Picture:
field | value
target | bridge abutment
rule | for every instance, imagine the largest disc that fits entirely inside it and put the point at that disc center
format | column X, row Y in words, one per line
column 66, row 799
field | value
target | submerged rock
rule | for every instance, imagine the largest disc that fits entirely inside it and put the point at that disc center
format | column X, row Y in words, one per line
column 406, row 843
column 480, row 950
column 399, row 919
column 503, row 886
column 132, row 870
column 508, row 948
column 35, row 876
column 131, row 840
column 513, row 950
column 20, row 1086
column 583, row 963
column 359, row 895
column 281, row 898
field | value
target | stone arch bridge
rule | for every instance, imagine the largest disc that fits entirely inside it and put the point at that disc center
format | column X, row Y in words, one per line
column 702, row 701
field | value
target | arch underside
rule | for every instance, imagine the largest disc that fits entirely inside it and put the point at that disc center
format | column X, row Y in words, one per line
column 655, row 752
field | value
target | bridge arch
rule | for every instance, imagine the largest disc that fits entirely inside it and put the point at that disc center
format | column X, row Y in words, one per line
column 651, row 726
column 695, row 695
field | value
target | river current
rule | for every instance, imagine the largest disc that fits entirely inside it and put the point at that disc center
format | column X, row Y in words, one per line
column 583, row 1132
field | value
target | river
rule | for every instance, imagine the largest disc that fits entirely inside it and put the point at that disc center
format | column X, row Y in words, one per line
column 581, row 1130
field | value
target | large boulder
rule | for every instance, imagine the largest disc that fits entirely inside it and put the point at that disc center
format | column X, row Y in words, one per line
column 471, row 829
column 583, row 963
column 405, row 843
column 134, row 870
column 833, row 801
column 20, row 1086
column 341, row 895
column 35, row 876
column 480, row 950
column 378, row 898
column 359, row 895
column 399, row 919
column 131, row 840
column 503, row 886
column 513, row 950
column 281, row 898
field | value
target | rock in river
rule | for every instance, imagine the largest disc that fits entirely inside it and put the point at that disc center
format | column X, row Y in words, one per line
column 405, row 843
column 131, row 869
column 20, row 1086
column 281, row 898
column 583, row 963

........

[WHAT IS EXPECTED] Arrange every line of the records above as a numbered list, leaving out any blank lines.

[SOLUTION TO THE PROBLEM]
1. Picture:
2. field | value
3. target | bridge abutment
4. rule | for every instance, imagine the largest disc that fits entirely inside it and put the point at that disc center
5. format | column X, row Y in words, one per line
6. column 66, row 799
7. field | value
8. target | submerged rock
9. rule | for every instance, imagine the largest disc that fits entirely inside it and put the point at that disc center
10. format | column X, row Y in words, one per line
11. column 406, row 843
12. column 480, row 950
13. column 399, row 919
14. column 503, row 886
15. column 132, row 870
16. column 508, row 948
17. column 35, row 876
18. column 131, row 840
19. column 513, row 950
20. column 20, row 1086
21. column 583, row 963
22. column 359, row 895
23. column 281, row 898
24. field | value
25. target | stone arch bridge
26. rule | for every instance, imagine the largest disc that fits entirely inside it and put the point at that disc center
27. format | column X, row Y in words, one per line
28. column 702, row 701
29. field | value
30. target | arch underside
31. rule | for every instance, imagine the largest disc that fits entirely inside it and put the point at that disc center
32. format | column X, row Y in words, one per line
33. column 655, row 752
34. field | value
35. target | bridge arch
36. rule | for every instance, imagine the largest disc that fits entirely inside it and put the point at that disc center
37. format | column X, row Y in words, one per line
38. column 651, row 726
39. column 695, row 695
40. field | value
41. target | river current
42. rule | for every instance, imagine the largest disc that fits entirely inside it and put the point at that disc center
43. format | column X, row Y in words, one per line
44. column 583, row 1132
45. field | value
46. target | river
47. rule | for every instance, imagine the largest disc that fits entirely inside it and put the point at that disc center
48. format | column X, row Y in words, one per line
49. column 581, row 1130
50. field | value
51. target | large boulder
52. rule | for every instance, imagine the largest disc that fits entirely inside it and put the point at that disc center
53. format | column X, row Y in words, one per line
54. column 471, row 829
55. column 583, row 963
56. column 405, row 843
57. column 134, row 870
58. column 833, row 801
59. column 20, row 1086
60. column 341, row 895
61. column 35, row 876
62. column 480, row 950
63. column 378, row 898
64. column 359, row 895
65. column 399, row 919
66. column 131, row 840
67. column 503, row 886
68. column 513, row 950
69. column 281, row 898
70. field | value
71. target | rock in river
72. rule | for every instance, imagine the largest disc that fits entirely inside it and put the point at that disc center
73. format | column X, row Y in words, one per line
74. column 405, row 843
75. column 131, row 869
76. column 20, row 1086
77. column 281, row 898
78. column 583, row 963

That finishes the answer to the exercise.